* _What the task requires_:
Your task is to retype, exactly and with nothing else, every line from the one containing "positive clicks: (606, 112) (616, 125)" to the end of the listing.

* _Source data_:

Segment Open

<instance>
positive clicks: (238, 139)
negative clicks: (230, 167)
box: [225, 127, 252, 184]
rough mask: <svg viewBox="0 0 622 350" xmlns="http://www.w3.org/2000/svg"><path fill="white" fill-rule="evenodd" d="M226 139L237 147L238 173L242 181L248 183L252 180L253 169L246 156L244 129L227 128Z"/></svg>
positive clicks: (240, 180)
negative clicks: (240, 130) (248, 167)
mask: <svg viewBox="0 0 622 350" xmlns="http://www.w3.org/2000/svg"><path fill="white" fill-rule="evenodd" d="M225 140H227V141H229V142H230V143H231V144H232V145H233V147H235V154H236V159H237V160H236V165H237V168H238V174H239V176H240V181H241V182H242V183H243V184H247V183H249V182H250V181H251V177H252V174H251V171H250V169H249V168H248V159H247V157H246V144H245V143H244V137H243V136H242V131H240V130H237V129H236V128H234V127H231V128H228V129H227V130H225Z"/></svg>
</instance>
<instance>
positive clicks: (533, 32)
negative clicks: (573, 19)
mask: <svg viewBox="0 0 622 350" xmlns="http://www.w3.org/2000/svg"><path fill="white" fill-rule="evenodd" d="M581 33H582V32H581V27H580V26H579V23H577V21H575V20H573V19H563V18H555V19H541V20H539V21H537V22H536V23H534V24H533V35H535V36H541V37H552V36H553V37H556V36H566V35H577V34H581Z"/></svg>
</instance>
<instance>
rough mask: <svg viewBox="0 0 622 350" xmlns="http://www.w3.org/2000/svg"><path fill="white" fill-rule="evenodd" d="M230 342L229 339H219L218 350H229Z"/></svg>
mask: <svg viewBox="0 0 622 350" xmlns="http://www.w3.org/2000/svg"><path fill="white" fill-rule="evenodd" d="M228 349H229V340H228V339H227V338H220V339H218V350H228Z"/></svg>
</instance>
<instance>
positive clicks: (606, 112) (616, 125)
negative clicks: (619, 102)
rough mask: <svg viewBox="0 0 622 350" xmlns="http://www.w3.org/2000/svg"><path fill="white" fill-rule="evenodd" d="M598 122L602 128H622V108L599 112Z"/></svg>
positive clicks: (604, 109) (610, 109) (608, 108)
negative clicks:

Segment Closed

* _Response to the task_:
positive clicks: (606, 112) (616, 125)
negative clicks: (619, 102)
rough mask: <svg viewBox="0 0 622 350" xmlns="http://www.w3.org/2000/svg"><path fill="white" fill-rule="evenodd" d="M598 122L602 128H622V108L599 112Z"/></svg>
positive clicks: (604, 109) (610, 109) (608, 108)
negative clicks:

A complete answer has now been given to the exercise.